__Written problem__
Reproduce every item without its picture, substituting "coffee cup cover" for "coffee cup lid" and leaving everything else as it is.

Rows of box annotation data
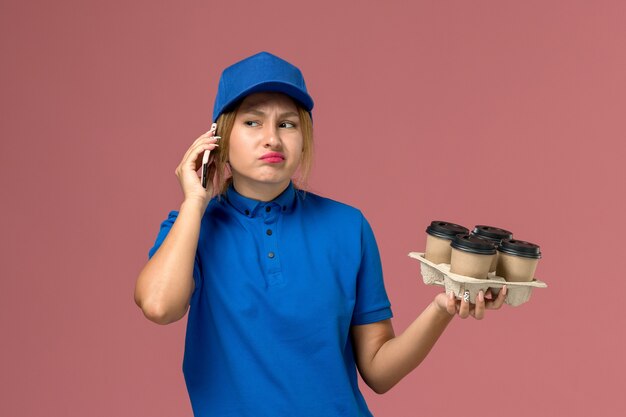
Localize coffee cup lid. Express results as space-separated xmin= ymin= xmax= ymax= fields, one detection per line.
xmin=450 ymin=234 xmax=496 ymax=255
xmin=472 ymin=224 xmax=513 ymax=241
xmin=498 ymin=239 xmax=541 ymax=259
xmin=426 ymin=220 xmax=469 ymax=240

__Answer in full__
Localize coffee cup cover. Express results as space-separated xmin= ymin= xmax= ymax= fields, one detection per line.
xmin=450 ymin=234 xmax=496 ymax=255
xmin=472 ymin=224 xmax=513 ymax=241
xmin=498 ymin=239 xmax=541 ymax=259
xmin=426 ymin=220 xmax=469 ymax=240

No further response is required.